Set exercise 1 | According to the sawdust-burner post, what affects the heat from the can more than how wide it is?
Set exercise 2 | List every kind of can that the sawdust-burner post names.
Set exercise 3 | For each statement, say whether the sawdust-burner post agrees, and quote the words that decide it. (a) The can should sit so that its hole runs sideways. (b) The center tube is lit from the bottom. (c) The ash leaves through the top of the can.

Selected excerpt |
Funny Kell mentioned an up right log woth a hole as that was sort of what I planed to post also.


 You could pack the sawdust into something like an old coffee can. Place a tube like toilet paper etc.. comes on into the center of the can and pack saw dust around that inside the can. Place can on a small stand or grate in the fireplace or woodburner in normall upright position, so hole goes up and down, not sideways. Light the center tube from the bottom. As the paper tube burns it will light the sawdust, as sawdust burns the ash falls out the bottom through the center hole. Heat, smoke, fire, etc.. comes out the top of the can. The heat you get from one of these is more dependant of how long the can is than how wide it is. Since the fire burns out the center, the longer the center the hotter the fire. So a tuna can would work but not as much heat as a coffee can or large baked bean can because of the height of the can.

Bounding-box records
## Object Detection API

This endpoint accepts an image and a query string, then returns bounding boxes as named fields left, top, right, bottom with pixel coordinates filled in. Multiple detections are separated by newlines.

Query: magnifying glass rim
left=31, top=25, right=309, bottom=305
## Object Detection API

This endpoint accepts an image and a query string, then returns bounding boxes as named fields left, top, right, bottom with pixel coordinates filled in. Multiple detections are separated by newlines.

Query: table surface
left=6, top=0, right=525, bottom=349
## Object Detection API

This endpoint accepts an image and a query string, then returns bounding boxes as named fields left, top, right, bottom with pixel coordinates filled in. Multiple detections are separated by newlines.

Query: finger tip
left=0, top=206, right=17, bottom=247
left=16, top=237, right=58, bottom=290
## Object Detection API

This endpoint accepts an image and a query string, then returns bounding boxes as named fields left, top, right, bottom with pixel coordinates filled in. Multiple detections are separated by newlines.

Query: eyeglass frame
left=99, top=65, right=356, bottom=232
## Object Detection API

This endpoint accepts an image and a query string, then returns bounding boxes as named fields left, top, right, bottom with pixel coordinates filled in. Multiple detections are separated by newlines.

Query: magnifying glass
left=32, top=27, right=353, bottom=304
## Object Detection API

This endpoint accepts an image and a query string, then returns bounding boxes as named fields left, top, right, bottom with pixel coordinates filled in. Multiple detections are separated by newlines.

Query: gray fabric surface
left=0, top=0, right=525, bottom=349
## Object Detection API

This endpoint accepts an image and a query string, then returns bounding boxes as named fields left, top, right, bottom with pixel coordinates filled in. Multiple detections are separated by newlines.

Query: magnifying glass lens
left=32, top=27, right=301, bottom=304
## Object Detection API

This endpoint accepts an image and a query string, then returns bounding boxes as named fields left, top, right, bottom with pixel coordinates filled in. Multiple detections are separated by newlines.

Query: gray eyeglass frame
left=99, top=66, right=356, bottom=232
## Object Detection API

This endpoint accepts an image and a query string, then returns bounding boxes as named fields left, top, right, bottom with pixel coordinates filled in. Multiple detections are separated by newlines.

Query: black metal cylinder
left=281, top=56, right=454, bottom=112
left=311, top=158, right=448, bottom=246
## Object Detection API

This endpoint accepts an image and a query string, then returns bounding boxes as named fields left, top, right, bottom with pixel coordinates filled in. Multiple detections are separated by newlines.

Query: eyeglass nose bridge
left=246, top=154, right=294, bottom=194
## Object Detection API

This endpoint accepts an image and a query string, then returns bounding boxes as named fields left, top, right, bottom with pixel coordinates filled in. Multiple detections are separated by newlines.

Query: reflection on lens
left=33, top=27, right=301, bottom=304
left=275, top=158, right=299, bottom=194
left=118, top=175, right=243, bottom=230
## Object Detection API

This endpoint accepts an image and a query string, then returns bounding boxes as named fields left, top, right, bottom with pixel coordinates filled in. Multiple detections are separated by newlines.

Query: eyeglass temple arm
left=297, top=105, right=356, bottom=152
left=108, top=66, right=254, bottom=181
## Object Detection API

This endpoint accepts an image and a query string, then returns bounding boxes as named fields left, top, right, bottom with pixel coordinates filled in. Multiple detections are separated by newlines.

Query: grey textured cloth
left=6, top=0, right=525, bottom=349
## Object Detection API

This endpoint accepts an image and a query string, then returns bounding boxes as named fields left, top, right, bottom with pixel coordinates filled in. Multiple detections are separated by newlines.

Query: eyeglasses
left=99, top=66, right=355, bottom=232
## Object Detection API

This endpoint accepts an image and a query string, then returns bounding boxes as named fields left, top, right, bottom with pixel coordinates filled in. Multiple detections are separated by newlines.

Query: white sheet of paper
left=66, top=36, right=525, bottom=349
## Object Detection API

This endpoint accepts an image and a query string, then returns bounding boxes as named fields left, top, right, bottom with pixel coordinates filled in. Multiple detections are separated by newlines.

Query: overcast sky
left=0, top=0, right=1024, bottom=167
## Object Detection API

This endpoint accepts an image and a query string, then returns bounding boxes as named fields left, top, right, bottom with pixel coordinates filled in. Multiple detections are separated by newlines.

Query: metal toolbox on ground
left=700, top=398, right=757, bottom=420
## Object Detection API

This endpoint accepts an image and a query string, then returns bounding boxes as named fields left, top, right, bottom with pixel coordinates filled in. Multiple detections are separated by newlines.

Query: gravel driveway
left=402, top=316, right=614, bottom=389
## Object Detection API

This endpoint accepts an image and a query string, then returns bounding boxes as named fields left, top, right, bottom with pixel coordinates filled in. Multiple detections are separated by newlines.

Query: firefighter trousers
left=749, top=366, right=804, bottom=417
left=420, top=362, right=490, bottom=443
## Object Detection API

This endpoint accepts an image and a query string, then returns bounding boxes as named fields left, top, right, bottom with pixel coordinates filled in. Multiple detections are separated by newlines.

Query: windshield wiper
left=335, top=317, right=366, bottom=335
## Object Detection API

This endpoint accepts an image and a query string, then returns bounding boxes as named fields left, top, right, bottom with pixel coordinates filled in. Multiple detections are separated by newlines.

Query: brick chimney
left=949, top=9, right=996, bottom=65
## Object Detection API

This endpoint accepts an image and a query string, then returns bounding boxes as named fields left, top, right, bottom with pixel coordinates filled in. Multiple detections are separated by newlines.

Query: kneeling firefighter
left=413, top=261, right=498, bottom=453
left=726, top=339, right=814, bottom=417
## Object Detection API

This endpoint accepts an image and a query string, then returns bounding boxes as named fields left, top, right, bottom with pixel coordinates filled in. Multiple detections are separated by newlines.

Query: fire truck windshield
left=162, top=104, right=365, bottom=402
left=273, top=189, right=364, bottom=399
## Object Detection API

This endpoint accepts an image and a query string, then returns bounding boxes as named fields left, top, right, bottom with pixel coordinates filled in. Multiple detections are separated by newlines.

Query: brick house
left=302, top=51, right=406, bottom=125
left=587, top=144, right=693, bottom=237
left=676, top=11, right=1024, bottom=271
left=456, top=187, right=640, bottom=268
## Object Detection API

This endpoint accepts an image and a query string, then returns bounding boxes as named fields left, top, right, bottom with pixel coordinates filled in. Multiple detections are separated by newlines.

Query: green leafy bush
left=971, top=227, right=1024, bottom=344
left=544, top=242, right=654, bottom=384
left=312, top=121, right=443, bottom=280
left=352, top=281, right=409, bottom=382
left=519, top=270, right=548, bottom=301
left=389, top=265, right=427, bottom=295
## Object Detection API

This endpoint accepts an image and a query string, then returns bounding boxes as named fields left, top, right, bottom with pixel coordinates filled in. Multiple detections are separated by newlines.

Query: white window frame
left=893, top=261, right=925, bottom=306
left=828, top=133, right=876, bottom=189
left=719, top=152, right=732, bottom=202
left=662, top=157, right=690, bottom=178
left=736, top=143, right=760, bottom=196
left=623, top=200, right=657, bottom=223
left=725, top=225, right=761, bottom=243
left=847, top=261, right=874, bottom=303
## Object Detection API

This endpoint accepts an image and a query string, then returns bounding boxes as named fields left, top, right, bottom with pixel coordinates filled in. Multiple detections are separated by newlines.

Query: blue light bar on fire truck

Full solution 1 | How long the can is

Full solution 2 | Old coffee can, tuna can, large baked bean can

Full solution 3 |
(a) No: "so hole goes up and down, not sideways"
(b) Yes: "Light the center tube from the bottom."
(c) No: "the ash falls out the bottom through the center hole"